#### Records to use ####
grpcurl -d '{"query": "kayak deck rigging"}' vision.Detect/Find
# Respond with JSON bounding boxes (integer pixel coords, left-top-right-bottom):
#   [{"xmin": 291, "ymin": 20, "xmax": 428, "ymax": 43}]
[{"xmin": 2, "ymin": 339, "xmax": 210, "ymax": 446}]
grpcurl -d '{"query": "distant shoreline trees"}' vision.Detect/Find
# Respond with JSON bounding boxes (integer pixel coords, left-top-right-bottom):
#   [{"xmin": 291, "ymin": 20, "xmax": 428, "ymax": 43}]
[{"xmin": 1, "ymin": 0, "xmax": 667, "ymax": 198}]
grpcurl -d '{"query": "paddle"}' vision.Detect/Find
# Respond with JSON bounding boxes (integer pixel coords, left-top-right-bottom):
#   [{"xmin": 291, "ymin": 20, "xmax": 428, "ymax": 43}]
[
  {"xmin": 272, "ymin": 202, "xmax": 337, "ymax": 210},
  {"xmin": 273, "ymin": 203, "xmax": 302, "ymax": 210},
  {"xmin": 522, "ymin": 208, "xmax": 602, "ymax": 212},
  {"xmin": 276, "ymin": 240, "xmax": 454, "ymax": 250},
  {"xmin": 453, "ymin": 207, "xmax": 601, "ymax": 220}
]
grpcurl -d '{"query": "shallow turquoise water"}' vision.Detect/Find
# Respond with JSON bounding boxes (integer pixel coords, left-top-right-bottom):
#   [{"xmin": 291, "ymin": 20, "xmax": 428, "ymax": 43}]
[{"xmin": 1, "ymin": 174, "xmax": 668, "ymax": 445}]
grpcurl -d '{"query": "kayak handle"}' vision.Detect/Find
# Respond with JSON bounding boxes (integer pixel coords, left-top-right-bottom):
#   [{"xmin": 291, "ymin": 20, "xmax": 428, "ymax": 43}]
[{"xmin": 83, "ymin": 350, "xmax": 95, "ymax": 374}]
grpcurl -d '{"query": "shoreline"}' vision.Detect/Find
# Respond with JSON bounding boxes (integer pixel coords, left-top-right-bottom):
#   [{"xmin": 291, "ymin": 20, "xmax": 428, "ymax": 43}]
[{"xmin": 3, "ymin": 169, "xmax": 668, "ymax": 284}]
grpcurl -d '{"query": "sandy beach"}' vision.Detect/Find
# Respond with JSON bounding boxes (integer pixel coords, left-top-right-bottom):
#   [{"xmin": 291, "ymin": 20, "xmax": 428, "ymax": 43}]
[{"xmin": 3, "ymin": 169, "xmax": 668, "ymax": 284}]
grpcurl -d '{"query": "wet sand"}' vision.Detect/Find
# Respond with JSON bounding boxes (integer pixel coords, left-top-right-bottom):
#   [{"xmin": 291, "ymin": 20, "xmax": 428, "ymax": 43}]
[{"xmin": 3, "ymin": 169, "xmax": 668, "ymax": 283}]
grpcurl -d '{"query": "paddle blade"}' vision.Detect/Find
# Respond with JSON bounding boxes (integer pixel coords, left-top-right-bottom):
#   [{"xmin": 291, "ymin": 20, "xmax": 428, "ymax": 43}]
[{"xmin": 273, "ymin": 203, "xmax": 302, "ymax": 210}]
####
§ **Work to complete**: Word for word, output all of the material above.

§ **Response below**:
grpcurl -d '{"query": "kayak deck rigging"}' vision.Detect/Find
# Respond with JSON bounding boxes (integer pixel coords, left-top-right-bottom):
#   [{"xmin": 291, "ymin": 20, "xmax": 428, "ymax": 43}]
[{"xmin": 2, "ymin": 339, "xmax": 210, "ymax": 446}]
grpcurl -d '{"query": "distant shoreline trees"}' vision.Detect/Find
# Respond with JSON bounding boxes (integer pixel coords, left-top-right-bottom):
#   [{"xmin": 291, "ymin": 20, "xmax": 428, "ymax": 43}]
[{"xmin": 1, "ymin": 0, "xmax": 667, "ymax": 198}]
grpcurl -d '{"query": "paddle"}' vision.Detect/Find
# Respond with JSON bounding boxes (integer pixel coords, left-top-right-bottom):
#   [{"xmin": 291, "ymin": 20, "xmax": 428, "ymax": 43}]
[
  {"xmin": 272, "ymin": 202, "xmax": 337, "ymax": 210},
  {"xmin": 273, "ymin": 203, "xmax": 302, "ymax": 210},
  {"xmin": 522, "ymin": 208, "xmax": 602, "ymax": 212},
  {"xmin": 276, "ymin": 240, "xmax": 454, "ymax": 250},
  {"xmin": 453, "ymin": 207, "xmax": 601, "ymax": 220}
]
grpcurl -d '{"query": "shallow turquoise water"}' vision.Detect/Find
# Respond with JSON bounding boxes (integer pixel coords, left-top-right-bottom):
#   [{"xmin": 291, "ymin": 20, "xmax": 428, "ymax": 43}]
[{"xmin": 1, "ymin": 174, "xmax": 668, "ymax": 445}]
grpcurl -d '{"query": "kayak handle"}' vision.Detect/Find
# Respond with JSON bounding boxes (integer pixel coords, left-top-right-bottom):
#   [{"xmin": 291, "ymin": 20, "xmax": 428, "ymax": 43}]
[{"xmin": 83, "ymin": 350, "xmax": 95, "ymax": 374}]
grpcurl -d '{"query": "shoreline"}' vision.Detect/Find
# Respond with JSON bounding boxes (integer pixel coords, left-top-right-bottom):
#   [{"xmin": 291, "ymin": 20, "xmax": 428, "ymax": 43}]
[{"xmin": 3, "ymin": 169, "xmax": 668, "ymax": 284}]
grpcurl -d '{"query": "sandy beach"}' vision.Detect/Find
# Respond with JSON bounding boxes (integer pixel coords, left-top-right-bottom):
#   [{"xmin": 291, "ymin": 20, "xmax": 428, "ymax": 43}]
[{"xmin": 3, "ymin": 169, "xmax": 668, "ymax": 284}]
grpcurl -d '{"query": "wet sand"}' vision.Detect/Find
# Respond with JSON bounding boxes (integer pixel coords, left-top-right-bottom):
#   [{"xmin": 291, "ymin": 20, "xmax": 428, "ymax": 43}]
[{"xmin": 3, "ymin": 169, "xmax": 668, "ymax": 283}]
grpcurl -d '{"query": "paddle blade"}' vision.Detect/Find
# Respond with JSON bounding boxes (integer pixel coords, left-top-right-bottom):
#   [{"xmin": 291, "ymin": 20, "xmax": 428, "ymax": 43}]
[{"xmin": 273, "ymin": 203, "xmax": 302, "ymax": 210}]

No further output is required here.